Your care team at Memorial Sloan Kettering will design a treatment program that meets your specific needs. We base this on your accurate diagnosis and all the information we collect about the size and extent of your tumor.
For many people, receiving more than one kind of therapy at a time is the most effective way to fight pancreatic cancer. Treatments can include surgery, chemotherapy, and radiation therapy.
- If you have benign (noncancerous) pancreatic cysts and precancerous lesions, you can be followed through our specialized Pancreatic Cyst Surveillance Program.
- If you have pancreatic cancer, you’ll benefit from the input of a team of experts who will work closely together to build a comprehensive treatment plan just for you.
- We personalize your treatment using genetic information about your tumor.
- If you need surgery, our surgical team performs more than 300 traditional as well as minimally invasive procedures each year. We are also able to deliver powerful doses of radiation therapy using the most precise methods available.

++++++

• _YOUR TASKS_
1. Copy word for word the part of the pancreatic cancer treatment text starting at "- If you have pancreatic" and ending at "just for you.".
2. Give a two-sentence summary of the pancreatic cancer treatment text.
The lines after this are separate from the pancreatic cancer treatment text.

++++++

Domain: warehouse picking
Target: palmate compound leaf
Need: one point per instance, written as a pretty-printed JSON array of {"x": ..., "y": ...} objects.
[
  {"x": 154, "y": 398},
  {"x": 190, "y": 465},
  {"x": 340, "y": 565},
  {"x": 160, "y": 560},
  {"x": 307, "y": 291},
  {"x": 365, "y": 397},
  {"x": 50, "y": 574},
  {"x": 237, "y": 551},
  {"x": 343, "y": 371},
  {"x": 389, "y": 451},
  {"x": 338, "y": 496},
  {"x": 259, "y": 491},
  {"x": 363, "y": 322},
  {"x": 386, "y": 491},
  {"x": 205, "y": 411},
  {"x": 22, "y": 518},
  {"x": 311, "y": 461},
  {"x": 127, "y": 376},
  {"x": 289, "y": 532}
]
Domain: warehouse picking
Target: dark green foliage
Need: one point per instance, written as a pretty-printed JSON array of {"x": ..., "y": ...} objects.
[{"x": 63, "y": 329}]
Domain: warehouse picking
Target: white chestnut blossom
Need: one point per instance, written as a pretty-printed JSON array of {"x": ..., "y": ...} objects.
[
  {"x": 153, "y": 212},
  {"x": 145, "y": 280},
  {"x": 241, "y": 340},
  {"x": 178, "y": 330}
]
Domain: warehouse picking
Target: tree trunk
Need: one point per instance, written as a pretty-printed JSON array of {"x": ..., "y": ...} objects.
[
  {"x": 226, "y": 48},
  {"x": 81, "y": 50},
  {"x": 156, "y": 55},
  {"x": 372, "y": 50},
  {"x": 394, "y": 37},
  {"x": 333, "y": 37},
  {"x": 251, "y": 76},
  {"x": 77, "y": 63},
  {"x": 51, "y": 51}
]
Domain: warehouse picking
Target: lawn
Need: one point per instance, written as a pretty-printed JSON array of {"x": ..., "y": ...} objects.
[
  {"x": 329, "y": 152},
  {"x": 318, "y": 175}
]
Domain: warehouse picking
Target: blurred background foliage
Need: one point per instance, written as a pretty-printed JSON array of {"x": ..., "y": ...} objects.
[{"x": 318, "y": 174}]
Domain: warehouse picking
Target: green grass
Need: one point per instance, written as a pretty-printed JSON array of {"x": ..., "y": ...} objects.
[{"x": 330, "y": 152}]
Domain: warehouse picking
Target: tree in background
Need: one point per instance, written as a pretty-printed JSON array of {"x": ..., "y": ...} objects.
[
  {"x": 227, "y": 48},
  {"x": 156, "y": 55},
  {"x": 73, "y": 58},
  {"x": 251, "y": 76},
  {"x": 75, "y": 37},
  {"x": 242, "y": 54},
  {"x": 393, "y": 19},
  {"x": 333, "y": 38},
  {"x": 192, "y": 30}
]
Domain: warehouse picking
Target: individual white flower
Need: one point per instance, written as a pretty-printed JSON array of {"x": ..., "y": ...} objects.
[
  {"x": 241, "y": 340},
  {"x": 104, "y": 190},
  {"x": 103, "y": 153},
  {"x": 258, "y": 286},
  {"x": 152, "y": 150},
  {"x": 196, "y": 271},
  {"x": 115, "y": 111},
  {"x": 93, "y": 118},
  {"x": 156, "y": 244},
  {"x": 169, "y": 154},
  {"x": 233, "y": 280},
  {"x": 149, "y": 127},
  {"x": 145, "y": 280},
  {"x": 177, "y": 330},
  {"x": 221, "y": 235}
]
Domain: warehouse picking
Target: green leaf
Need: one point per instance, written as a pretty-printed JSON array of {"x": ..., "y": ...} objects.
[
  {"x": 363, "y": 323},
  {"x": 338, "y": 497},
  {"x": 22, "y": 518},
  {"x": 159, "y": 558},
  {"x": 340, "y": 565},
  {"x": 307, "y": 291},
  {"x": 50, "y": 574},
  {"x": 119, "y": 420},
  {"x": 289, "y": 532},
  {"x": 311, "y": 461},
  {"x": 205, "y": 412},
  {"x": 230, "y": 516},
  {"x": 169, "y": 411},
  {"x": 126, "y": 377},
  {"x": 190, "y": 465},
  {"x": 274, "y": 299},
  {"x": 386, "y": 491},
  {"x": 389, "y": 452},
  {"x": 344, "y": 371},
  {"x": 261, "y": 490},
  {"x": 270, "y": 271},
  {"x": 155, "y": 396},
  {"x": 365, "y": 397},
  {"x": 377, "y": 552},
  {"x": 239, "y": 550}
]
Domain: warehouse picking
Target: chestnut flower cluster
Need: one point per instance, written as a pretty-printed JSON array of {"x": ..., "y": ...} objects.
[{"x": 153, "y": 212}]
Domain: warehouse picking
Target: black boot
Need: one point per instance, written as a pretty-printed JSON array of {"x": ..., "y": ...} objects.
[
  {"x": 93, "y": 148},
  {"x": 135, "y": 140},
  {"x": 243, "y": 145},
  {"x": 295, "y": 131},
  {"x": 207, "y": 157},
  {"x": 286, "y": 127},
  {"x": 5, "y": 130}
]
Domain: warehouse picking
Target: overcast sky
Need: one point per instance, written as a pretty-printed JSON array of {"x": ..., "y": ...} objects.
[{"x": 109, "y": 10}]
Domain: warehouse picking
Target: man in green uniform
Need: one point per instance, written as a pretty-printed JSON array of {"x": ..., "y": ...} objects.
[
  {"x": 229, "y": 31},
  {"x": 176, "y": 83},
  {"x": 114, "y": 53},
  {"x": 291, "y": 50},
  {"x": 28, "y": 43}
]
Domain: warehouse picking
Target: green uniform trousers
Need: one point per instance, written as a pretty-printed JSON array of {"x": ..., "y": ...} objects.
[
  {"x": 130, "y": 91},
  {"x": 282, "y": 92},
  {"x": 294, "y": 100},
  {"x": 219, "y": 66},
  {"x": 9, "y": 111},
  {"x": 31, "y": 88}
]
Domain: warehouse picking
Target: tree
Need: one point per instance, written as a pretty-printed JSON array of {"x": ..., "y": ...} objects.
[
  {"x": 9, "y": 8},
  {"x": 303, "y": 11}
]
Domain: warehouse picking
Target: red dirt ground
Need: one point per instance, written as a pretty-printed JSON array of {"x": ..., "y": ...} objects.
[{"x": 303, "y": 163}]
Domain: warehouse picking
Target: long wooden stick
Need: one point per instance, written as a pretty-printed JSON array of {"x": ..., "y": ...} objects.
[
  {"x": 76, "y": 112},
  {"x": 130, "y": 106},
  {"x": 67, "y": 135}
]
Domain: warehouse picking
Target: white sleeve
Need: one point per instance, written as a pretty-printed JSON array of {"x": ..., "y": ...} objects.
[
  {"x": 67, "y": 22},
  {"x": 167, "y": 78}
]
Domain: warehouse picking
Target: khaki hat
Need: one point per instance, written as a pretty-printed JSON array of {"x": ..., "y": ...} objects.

++++++

• _LIST OF ANSWERS_
1.
- If you have pancreatic cancer, you’ll benefit from the input of a team of experts who will work closely together to build a comprehensive treatment plan just for you.

2. Memorial Sloan Kettering designs a treatment program for each person's needs, based on their diagnosis and the size and extent of their tumor. It often uses more than one therapy, such as surgery, chemotherapy, and radiation therapy, and it personalizes each plan using genetic information about the tumor.